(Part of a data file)
===============

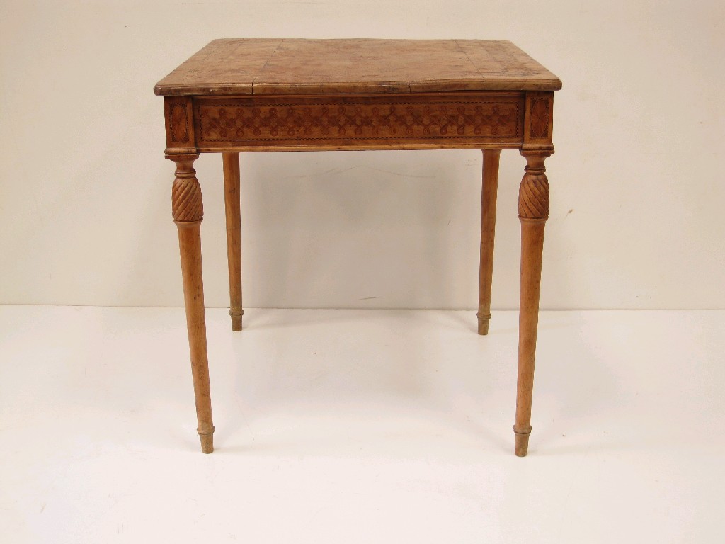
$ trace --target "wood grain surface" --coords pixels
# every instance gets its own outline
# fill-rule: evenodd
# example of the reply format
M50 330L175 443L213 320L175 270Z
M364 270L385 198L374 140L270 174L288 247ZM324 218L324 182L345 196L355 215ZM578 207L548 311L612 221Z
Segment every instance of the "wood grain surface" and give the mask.
M559 78L504 40L214 40L159 95L555 91Z

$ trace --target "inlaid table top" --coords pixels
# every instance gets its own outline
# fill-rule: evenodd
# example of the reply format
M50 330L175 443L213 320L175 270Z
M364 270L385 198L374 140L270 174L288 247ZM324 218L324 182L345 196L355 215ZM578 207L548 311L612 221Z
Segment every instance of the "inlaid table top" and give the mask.
M214 40L161 80L162 96L556 91L503 40Z

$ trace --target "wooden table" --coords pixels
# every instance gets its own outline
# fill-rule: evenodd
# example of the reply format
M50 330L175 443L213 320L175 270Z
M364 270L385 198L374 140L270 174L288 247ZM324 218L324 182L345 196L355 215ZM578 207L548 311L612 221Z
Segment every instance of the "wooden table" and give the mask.
M478 334L491 318L496 192L502 149L526 166L518 197L521 283L515 453L531 432L544 226L559 79L499 40L215 40L160 81L166 157L178 228L202 450L213 451L202 246L202 189L194 162L221 153L232 329L241 330L239 152L481 149Z

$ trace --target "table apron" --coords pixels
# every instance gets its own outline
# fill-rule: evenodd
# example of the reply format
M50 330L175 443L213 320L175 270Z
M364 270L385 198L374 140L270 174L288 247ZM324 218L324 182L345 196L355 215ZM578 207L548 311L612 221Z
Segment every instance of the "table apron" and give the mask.
M199 150L516 147L523 93L194 97Z

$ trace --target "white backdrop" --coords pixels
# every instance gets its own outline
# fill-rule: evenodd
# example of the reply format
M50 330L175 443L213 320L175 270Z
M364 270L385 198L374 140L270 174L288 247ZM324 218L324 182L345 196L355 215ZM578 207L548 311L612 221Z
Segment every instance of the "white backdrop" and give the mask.
M183 304L154 84L215 38L509 39L563 81L544 308L725 308L725 8L700 1L0 2L0 303ZM518 306L502 154L492 303ZM475 151L242 155L246 307L474 308ZM227 302L221 160L207 304Z

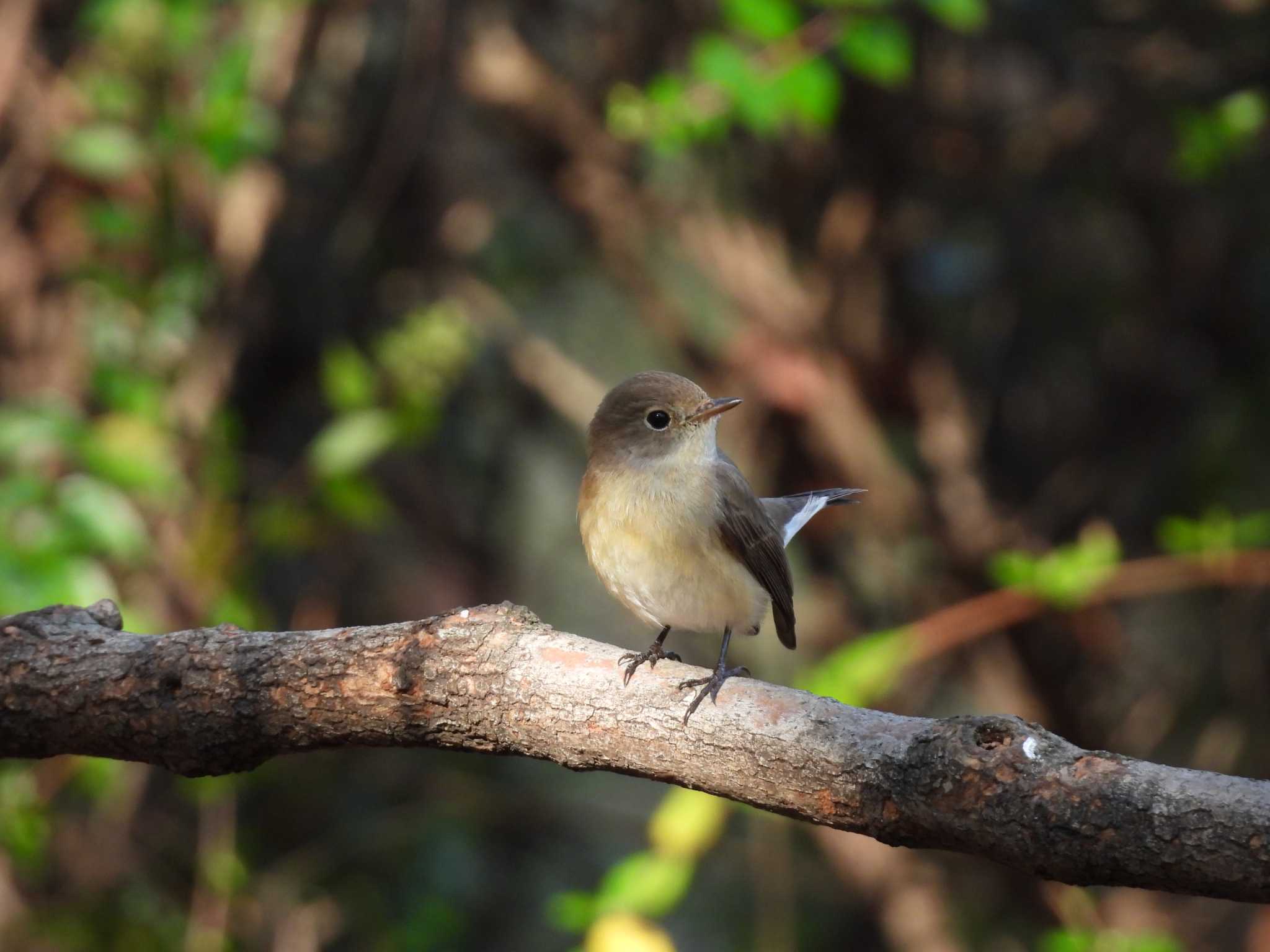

===============

#### [DO THIS]
Return each line of the material above that contains the string "white". Case counts.

#### [SOLUTION]
$ trace --target "white backdrop" --coords pixels
Segment every instance of the "white backdrop" and give the mask.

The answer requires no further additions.